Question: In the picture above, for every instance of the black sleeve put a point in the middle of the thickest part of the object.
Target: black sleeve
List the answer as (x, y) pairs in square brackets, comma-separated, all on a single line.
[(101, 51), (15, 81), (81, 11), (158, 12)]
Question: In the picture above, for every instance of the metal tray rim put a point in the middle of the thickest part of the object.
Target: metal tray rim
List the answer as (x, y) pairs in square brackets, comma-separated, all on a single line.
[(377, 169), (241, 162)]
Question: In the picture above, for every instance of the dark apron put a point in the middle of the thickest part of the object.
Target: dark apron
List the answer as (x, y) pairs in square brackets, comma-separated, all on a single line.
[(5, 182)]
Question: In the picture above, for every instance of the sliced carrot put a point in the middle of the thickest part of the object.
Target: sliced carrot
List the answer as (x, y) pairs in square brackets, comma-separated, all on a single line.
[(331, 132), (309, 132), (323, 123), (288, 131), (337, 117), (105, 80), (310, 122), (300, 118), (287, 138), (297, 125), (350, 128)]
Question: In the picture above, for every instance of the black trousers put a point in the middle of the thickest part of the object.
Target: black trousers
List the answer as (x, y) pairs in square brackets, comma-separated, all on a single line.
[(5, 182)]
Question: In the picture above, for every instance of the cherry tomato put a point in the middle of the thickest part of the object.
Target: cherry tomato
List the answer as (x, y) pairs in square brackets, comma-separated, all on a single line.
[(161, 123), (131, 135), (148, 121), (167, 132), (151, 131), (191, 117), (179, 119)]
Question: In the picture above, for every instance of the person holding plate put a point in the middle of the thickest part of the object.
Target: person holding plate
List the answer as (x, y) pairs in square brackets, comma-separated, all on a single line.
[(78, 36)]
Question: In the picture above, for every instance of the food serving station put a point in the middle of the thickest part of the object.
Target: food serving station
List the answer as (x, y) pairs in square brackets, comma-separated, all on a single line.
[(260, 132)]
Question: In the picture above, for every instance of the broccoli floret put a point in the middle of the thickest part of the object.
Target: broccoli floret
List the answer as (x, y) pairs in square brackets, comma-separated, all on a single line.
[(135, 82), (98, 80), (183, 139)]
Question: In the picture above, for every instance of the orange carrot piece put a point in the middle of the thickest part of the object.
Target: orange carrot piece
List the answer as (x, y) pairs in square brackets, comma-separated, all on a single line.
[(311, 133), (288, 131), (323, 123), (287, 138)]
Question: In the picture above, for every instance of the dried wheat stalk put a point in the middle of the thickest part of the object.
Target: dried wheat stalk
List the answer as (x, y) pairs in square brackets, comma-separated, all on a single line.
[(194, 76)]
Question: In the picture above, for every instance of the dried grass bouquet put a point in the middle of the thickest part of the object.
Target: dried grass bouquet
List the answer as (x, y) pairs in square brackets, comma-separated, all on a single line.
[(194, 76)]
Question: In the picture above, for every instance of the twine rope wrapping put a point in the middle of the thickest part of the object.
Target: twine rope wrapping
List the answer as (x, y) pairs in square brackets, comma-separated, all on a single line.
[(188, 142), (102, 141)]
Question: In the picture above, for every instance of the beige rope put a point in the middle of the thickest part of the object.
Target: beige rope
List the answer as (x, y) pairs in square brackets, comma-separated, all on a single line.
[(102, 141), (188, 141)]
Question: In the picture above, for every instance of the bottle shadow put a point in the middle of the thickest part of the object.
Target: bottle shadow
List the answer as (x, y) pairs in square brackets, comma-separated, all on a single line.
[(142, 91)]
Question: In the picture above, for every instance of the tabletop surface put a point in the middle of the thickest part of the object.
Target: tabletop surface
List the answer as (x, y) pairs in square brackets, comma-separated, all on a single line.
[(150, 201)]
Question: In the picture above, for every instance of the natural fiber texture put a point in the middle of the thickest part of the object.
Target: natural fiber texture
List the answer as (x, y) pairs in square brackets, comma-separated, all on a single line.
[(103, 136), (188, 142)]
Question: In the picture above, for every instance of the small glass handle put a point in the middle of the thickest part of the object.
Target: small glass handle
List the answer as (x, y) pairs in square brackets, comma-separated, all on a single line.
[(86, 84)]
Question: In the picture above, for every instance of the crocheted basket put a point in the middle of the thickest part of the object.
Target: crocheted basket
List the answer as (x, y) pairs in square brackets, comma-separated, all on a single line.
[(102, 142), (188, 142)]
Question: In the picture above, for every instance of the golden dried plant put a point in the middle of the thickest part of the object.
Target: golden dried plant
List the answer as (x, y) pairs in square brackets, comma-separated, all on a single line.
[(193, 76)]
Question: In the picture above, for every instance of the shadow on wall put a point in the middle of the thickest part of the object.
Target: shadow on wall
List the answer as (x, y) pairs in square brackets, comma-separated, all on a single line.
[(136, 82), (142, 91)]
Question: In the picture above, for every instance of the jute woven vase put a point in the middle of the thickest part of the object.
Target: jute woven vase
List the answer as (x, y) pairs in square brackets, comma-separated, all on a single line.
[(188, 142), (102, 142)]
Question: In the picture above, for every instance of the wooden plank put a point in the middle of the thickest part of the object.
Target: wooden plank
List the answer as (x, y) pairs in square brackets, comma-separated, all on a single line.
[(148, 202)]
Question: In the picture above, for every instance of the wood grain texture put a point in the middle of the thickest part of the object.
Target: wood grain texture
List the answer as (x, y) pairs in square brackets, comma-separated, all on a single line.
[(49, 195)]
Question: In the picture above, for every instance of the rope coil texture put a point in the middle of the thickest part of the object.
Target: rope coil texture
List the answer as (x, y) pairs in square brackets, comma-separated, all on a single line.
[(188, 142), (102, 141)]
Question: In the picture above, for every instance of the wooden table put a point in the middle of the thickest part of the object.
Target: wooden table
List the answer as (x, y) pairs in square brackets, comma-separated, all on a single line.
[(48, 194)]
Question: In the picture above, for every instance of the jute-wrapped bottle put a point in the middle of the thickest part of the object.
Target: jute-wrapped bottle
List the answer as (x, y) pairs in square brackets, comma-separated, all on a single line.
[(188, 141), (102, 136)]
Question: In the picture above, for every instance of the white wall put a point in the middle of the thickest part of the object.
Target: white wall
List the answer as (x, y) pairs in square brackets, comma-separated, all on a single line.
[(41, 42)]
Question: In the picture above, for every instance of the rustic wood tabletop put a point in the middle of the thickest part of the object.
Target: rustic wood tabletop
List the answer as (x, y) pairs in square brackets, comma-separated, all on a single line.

_TASK INSTRUCTIONS_. Reproduce every line of the material above exactly.

_ANSWER TO THE TASK_.
Question: In the picture above, for every instance of the black sleeve put a point in the middle of the thickest part of the object.
Target: black sleeve
List the answer as (x, y) pairs in square brackets, comma-separated, all on a single line.
[(101, 51), (15, 81), (81, 11), (158, 12)]
Question: In the picture above, for every instance of the metal tray rim put a point in the middle of the thickest part of the object.
Target: metal tray rim
List the answer as (x, y) pairs in square brackets, comma-separated, all on a single line.
[(377, 169), (241, 162)]
Question: In the picture above, for every instance of the dark apron put a point in the middle of the thickest part of the object.
Target: dark apron
List the answer as (x, y) pairs in square brackets, comma-separated, all on a single line.
[(5, 182)]
Question: In the picture above, for every instance of the sliced carrot put a point in the middle of the thickest part of the object.
Target: sliced carrot
List the answer as (x, y) pairs in square brackets, comma-separated, all on a single line.
[(331, 132), (309, 132), (323, 123), (288, 131), (337, 117), (105, 80), (310, 122), (300, 118), (287, 138), (297, 125), (350, 128)]
Question: In the picture above, for every instance of the black trousers put a point in the middle of the thickest part of the object.
Target: black trousers
List the answer as (x, y) pairs in square brackets, comma-separated, all on a single line.
[(5, 182)]
Question: In the picture above, for every instance of the cherry tomato put a point in the middle of the thickest part of the object.
Target: cherry tomato
List the answer as (x, y) pairs in square brackets, comma-separated, all on a single line.
[(161, 123), (131, 135), (148, 121), (167, 132), (151, 131), (191, 117), (179, 119)]
Question: In the picture above, for every instance of the person holding plate put a point in the middle of the thickest part of the object.
Target: person holding plate
List the answer as (x, y) pairs in square brackets, comma-separated, all on a single line.
[(78, 36)]
Question: In the picture above, for every instance of the food serving station put a point in the middle of the thickest part of the object.
Target: food serving station
List the answer as (x, y) pairs in square brackets, comma-separated, all on a single line.
[(260, 132)]
Question: In the picture above, for every instance of the broccoli floret put a point in the middle of the thickest part of the object.
Target: broccoli floret
List the answer as (x, y) pairs in square brackets, comma-separated, all on a single line.
[(135, 82), (98, 80), (183, 139)]
Question: In the picture above, for every instance of the orange carrot piece put a point in the middle of the thickest part of the object.
Target: orange carrot piece
List the answer as (x, y) pairs in square brackets, comma-separated, all on a single line.
[(311, 133), (288, 131), (323, 123), (287, 138)]
Question: In the picture above, for every instance of the dried wheat stalk put a point in the middle of the thickest part of the object.
Target: dried wheat stalk
List the answer as (x, y) pairs in square brackets, comma-separated, all on a single line.
[(194, 76)]
Question: In the picture above, for every instance of the dried grass bouquet put a point in the middle of the thickest part of the object.
Target: dried grass bouquet
List the answer as (x, y) pairs in square brackets, comma-separated, all on a single line.
[(194, 76)]
Question: In the picture above, for every instance of the twine rope wrapping put a point in the middle of the thickest part of the object.
Target: twine rope wrapping
List the answer as (x, y) pairs in square brackets, comma-separated, all on a single line.
[(188, 142), (102, 141)]
Question: In the picture above, for every instance of the beige rope put a point in the middle of the thickest part of the object.
Target: beige rope
List the answer as (x, y) pairs in square brackets, comma-separated, all on a single line.
[(102, 141), (188, 141)]
Question: In the picture above, for every instance of the bottle shadow put a point in the middle of the thickest part of the object.
Target: bottle shadow
List the answer as (x, y) pairs in square brackets, comma-separated, all on a single line.
[(142, 91)]
Question: In the picture above, for every instance of the tabletop surface put a point in the middle of the thickest part of the object.
Target: tabletop surface
List the answer as (x, y) pairs in square brackets, comma-separated, all on a single line.
[(150, 201)]
Question: In the picture above, for every instance of the natural fiber texture put a point in the middle of the thickest part of the object.
Target: natural fiber texture
List the answer as (x, y) pairs in square brackets, comma-separated, all on a single line.
[(103, 136), (188, 142)]
Question: In the picture above, for every instance of the small glass handle put a point in the middle of the thickest part of the object.
Target: small glass handle
List the answer as (x, y) pairs in square brackets, comma-separated, all on a single line.
[(86, 84)]
Question: In the picture above, for every instance of the crocheted basket put a point in the middle of the thickest part of the object.
Target: crocheted basket
List the answer as (x, y) pairs in square brackets, comma-separated, all on a single line.
[(102, 142), (188, 142)]
Question: In the picture above, for every instance of the golden dried plant put a point in the middle of the thickest part of the object.
Target: golden dried plant
List the answer as (x, y) pairs in square brackets, comma-separated, all on a single line.
[(193, 76)]
Question: In the picture above, for every instance of the shadow on wall put a point in the middle of the thickest part of the object.
Target: shadow on wall
List the answer as (x, y) pairs in square brackets, comma-separated, all on a single line.
[(136, 82), (142, 91)]
Question: In the picture above, for every instance of the jute woven vase put a point in the middle of the thickest part of the object.
Target: jute woven vase
List the answer as (x, y) pairs in square brackets, comma-separated, all on a single line.
[(188, 142), (102, 142)]
Question: In the picture above, for every instance of the wooden plank put a point in the middle of the thickest part of the object.
Target: wooden plank
List the answer as (x, y) pairs in square brackets, comma-separated, all on a single line.
[(148, 202)]
Question: In the picture above, for every instance of the wood grain texture put a point in the middle of the thickest part of the object.
Target: wood grain texture
List the answer as (x, y) pairs in square brackets, comma-separated, all on a single line.
[(49, 195)]
Question: In the picture above, for every instance of the rope coil texture put a point in the middle of the thickest part of the object.
Target: rope coil texture
List the answer as (x, y) pairs in square brackets, comma-separated, all on a single line.
[(188, 142), (102, 141)]
Question: In the picture above, for every instance of the wooden table put a point in the middle of the thickest part of the object.
Target: wooden table
List the answer as (x, y) pairs in square brackets, comma-separated, all on a single line.
[(48, 194)]
Question: In the picture above, for every instance of the jute-wrapped bottle put a point in the middle of the thickest part of the object.
Target: jute-wrapped bottle
List the answer as (x, y) pairs in square brackets, comma-separated, all on a single line.
[(188, 141), (102, 136)]
Question: In the picture above, for every instance of the white wall put a point in the middle of the thickest part of the object.
Target: white wall
List the answer as (x, y) pairs in square brackets, comma-separated, all on a single line.
[(41, 42)]
Question: In the picture above, for every instance of the rustic wood tabletop put a point in the middle of the thickest part of the object.
Target: rustic wood tabletop
List the answer as (x, y) pairs in square brackets, comma-separated, all on a single line.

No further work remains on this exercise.